### Short problem
Render every line of the records below as a JSON list of strings, one string per line, omitting blank lines and any pictures.

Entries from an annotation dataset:
-------------------------

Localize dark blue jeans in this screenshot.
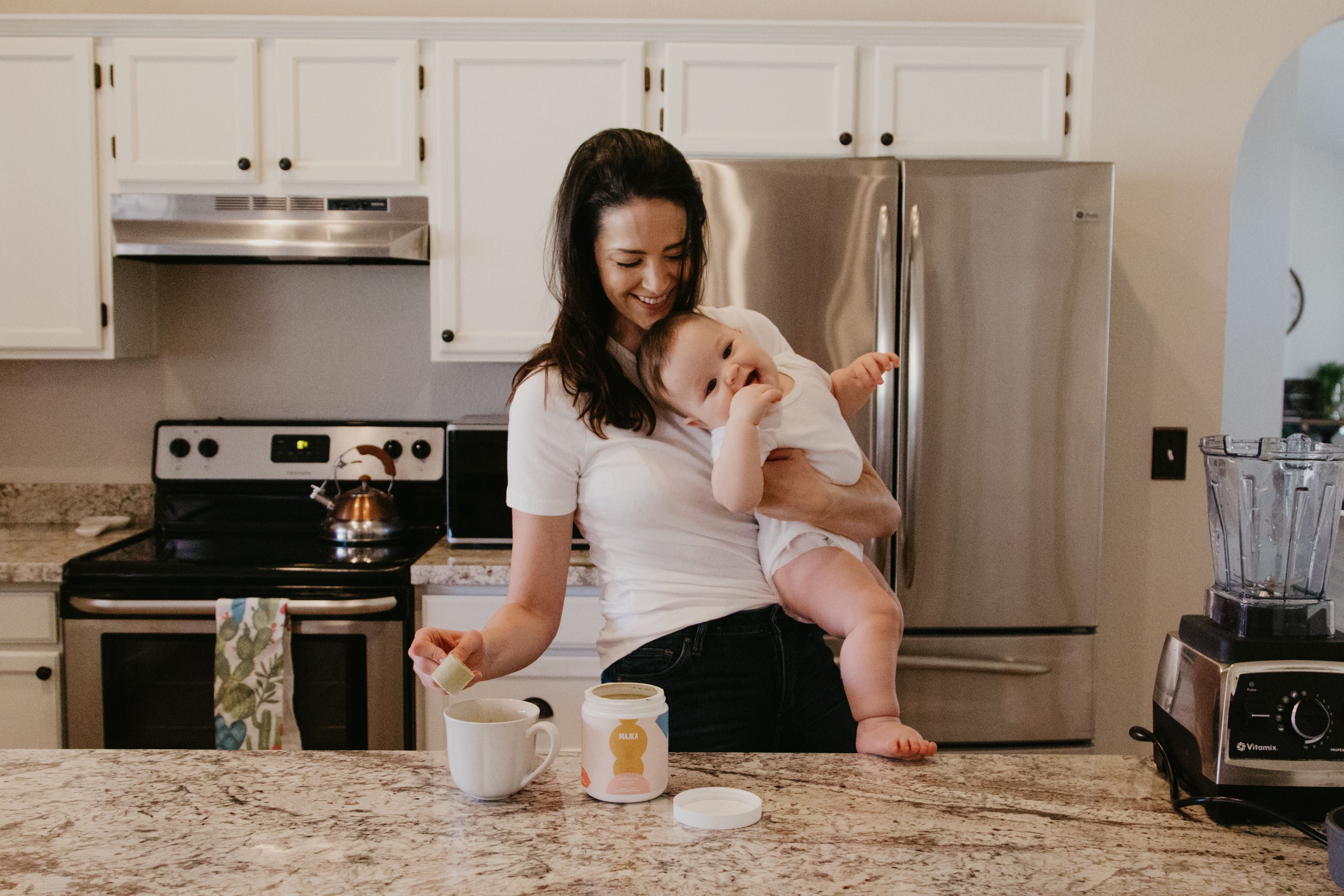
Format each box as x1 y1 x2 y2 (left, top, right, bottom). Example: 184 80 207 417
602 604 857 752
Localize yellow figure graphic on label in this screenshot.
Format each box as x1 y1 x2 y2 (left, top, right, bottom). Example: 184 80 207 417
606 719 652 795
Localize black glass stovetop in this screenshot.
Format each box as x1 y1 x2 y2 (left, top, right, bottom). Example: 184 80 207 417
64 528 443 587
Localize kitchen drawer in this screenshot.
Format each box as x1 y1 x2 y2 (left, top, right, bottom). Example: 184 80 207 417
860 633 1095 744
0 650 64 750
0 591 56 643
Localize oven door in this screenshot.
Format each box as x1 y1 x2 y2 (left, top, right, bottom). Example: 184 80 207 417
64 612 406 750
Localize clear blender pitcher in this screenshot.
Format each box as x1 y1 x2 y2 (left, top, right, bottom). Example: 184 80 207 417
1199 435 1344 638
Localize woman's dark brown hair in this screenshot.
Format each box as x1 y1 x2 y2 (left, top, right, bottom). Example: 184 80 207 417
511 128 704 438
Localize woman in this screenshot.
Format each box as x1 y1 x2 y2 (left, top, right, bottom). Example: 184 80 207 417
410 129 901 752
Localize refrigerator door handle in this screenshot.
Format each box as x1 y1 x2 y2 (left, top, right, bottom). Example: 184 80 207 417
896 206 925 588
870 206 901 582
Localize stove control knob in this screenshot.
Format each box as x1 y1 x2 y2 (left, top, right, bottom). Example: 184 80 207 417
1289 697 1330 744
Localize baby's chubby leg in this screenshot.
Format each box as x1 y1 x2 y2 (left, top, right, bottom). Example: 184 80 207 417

-------------------------

### Result
[
  "Localize dark blue jeans in this screenshot.",
  "Format each box as x1 y1 x2 y2 (left, top, right, bottom). Example: 184 80 207 417",
  "602 604 857 752",
  "Localize yellow figure graphic on label in this screenshot.",
  "Format each box as x1 y1 x2 y2 (left, top, right, bottom). Example: 184 80 207 417",
  "606 719 652 795",
  "Localize black glass stovetop in this screenshot.",
  "Format each box as x1 y1 x2 y2 (left, top, right, bottom). Example: 184 80 207 417",
  "64 528 443 587",
  "Localize kitchen drawer in this screenshot.",
  "Format each box as x1 y1 x2 y2 (left, top, right, bottom). Example: 184 80 207 417",
  "860 633 1095 744",
  "0 650 64 750",
  "0 591 56 643",
  "Localize oven door in this screenshot.",
  "Format each box as x1 y1 x2 y2 (left, top, right, bottom). Example: 184 80 207 417",
  "64 612 406 750",
  "Localize clear blender pitcher in this screenshot.",
  "Format each box as x1 y1 x2 y2 (left, top, right, bottom). Example: 184 80 207 417",
  "1199 435 1344 638",
  "Localize woman's dark brown hair in this screenshot.",
  "Format each box as x1 y1 x2 y2 (left, top, right, bottom). Example: 184 80 207 417",
  "511 128 704 438",
  "Localize woman in this screenshot.",
  "Format each box as x1 y1 x2 y2 (left, top, right, bottom). Example: 184 80 207 417",
  "410 129 901 752",
  "Localize refrigerator door handle in this screenshot.",
  "Format each box as x1 y1 x2 y2 (left, top, right, bottom). Example: 184 80 207 417",
  "896 206 925 588",
  "870 206 901 582",
  "Localize stove control knob in this screenshot.",
  "Format each box as x1 y1 x2 y2 (left, top, right, bottom). Example: 184 80 207 417",
  "1289 697 1330 744",
  "Localize baby's chubby leg in this screenshot.",
  "Format each box as x1 y1 x2 y2 (left, top, right, bottom). Example: 184 80 207 417"
]